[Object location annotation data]

****************************************

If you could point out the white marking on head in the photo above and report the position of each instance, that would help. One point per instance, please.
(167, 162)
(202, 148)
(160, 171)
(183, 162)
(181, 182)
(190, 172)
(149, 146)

****************************************

▶ **Exercise goal**
Rescale the full listing above by writing out every line again, request included, with each coordinate in the answers multiplied by 2.05 and rounded to the nearest whole number, halves rounded up.

▶ **Task result**
If you could point out the white marking on head in the photo above and report the position of each instance, that would help. One point per instance, please.
(342, 332)
(414, 303)
(328, 351)
(375, 332)
(371, 373)
(390, 353)
(305, 299)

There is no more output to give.